> **Dados fornecidos**
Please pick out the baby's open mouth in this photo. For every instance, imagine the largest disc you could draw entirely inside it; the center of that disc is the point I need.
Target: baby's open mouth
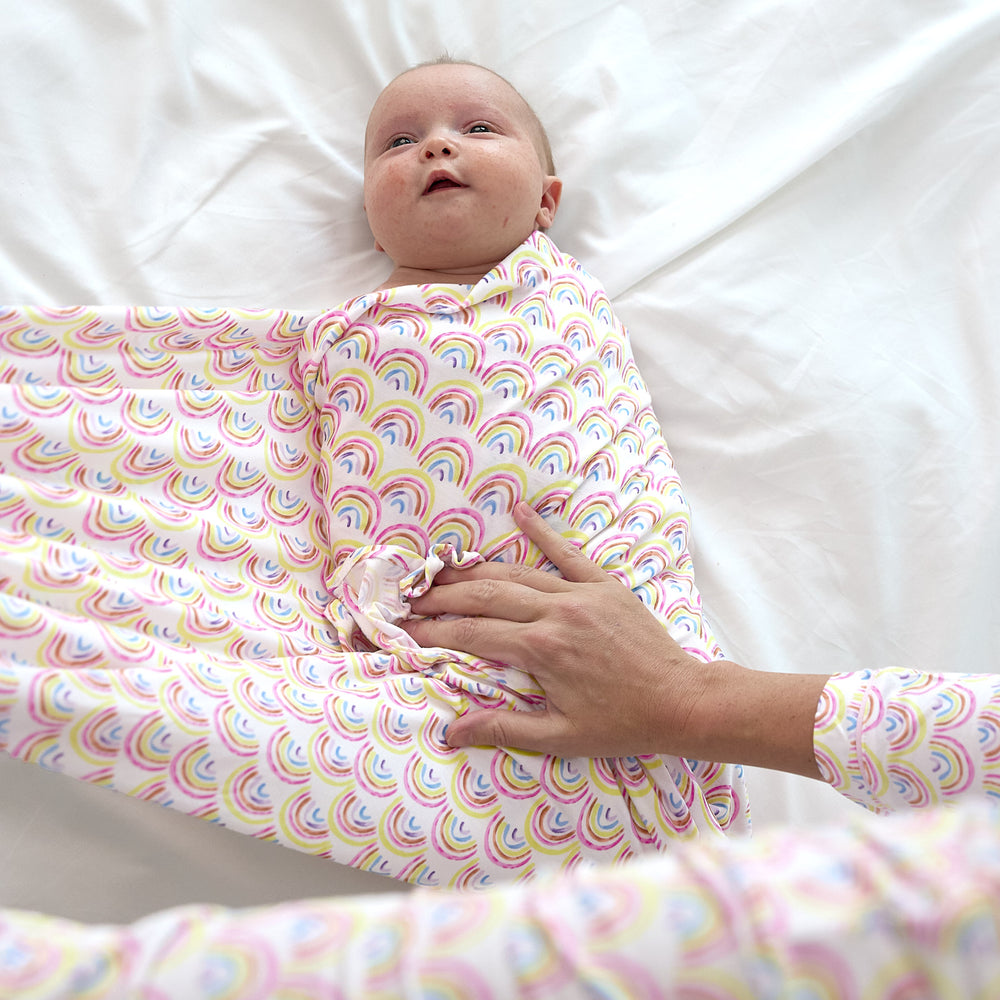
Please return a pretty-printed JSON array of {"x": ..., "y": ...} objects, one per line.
[{"x": 442, "y": 184}]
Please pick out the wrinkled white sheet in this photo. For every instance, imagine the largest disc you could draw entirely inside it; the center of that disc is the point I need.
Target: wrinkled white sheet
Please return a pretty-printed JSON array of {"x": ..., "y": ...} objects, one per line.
[{"x": 793, "y": 204}]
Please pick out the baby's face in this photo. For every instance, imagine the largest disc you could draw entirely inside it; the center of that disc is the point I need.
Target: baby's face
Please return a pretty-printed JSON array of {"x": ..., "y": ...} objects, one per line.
[{"x": 453, "y": 175}]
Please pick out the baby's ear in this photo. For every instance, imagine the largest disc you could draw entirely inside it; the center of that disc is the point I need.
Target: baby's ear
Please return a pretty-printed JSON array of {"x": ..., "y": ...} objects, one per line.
[{"x": 551, "y": 193}]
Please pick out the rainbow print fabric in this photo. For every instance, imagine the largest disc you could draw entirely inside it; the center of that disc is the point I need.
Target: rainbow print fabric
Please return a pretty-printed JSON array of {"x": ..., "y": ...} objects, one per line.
[
  {"x": 210, "y": 521},
  {"x": 883, "y": 907},
  {"x": 898, "y": 738}
]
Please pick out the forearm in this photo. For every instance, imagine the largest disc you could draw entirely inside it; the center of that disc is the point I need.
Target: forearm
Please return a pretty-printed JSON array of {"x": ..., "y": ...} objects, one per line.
[{"x": 752, "y": 717}]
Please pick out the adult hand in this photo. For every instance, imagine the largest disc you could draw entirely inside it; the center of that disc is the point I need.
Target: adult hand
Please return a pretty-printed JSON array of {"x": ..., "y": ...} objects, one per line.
[{"x": 615, "y": 683}]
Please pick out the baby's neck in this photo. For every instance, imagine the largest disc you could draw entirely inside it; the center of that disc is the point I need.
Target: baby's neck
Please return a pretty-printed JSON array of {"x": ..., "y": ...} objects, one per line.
[{"x": 419, "y": 276}]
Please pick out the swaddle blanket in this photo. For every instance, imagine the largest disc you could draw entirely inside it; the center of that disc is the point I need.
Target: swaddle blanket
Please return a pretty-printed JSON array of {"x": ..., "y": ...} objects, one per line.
[{"x": 211, "y": 523}]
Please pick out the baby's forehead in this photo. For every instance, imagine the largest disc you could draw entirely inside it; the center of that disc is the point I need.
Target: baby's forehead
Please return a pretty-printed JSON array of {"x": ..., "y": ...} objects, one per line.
[{"x": 437, "y": 87}]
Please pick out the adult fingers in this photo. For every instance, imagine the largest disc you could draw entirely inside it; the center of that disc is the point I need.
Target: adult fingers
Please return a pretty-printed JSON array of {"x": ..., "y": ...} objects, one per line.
[
  {"x": 488, "y": 638},
  {"x": 500, "y": 728},
  {"x": 527, "y": 576},
  {"x": 483, "y": 596}
]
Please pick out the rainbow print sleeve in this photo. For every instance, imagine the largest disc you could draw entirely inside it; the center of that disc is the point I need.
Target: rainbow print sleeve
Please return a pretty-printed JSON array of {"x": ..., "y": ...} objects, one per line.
[
  {"x": 902, "y": 906},
  {"x": 895, "y": 738},
  {"x": 211, "y": 521}
]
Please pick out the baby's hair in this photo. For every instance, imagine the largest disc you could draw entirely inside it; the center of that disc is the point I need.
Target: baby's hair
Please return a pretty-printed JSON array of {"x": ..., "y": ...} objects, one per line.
[{"x": 541, "y": 136}]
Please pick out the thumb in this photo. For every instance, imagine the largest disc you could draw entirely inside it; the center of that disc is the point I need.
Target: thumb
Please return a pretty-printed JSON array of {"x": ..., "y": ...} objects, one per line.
[{"x": 503, "y": 728}]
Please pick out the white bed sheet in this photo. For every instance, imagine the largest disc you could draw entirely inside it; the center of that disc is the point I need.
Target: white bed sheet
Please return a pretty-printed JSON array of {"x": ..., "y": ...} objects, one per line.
[{"x": 794, "y": 205}]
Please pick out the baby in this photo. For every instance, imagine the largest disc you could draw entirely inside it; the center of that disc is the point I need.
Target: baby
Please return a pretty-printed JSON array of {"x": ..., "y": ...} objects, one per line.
[
  {"x": 489, "y": 368},
  {"x": 214, "y": 522}
]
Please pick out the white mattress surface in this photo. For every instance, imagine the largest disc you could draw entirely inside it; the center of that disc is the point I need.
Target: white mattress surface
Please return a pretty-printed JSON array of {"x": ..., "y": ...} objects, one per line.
[{"x": 794, "y": 206}]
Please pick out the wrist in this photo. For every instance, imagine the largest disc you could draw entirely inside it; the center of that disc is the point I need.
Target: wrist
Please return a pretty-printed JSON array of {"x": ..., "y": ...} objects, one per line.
[{"x": 753, "y": 717}]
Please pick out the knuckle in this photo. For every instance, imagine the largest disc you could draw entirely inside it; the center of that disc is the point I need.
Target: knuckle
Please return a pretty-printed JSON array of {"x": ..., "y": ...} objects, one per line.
[{"x": 466, "y": 631}]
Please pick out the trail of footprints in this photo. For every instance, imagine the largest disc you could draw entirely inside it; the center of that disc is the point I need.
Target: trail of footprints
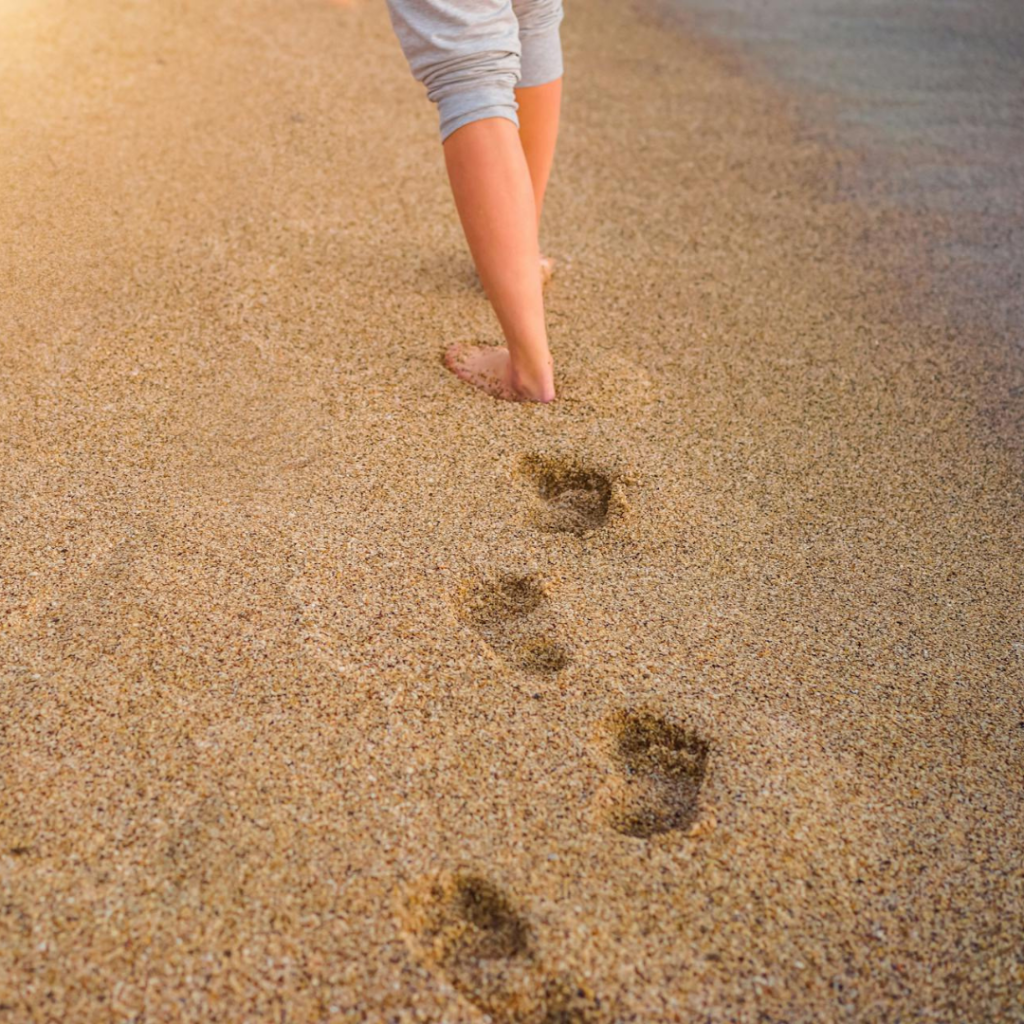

> **Sua tarefa**
Informe quantas linhas acima contêm a palavra "blanket". Responda apenas com o número.

> **Em resposta**
2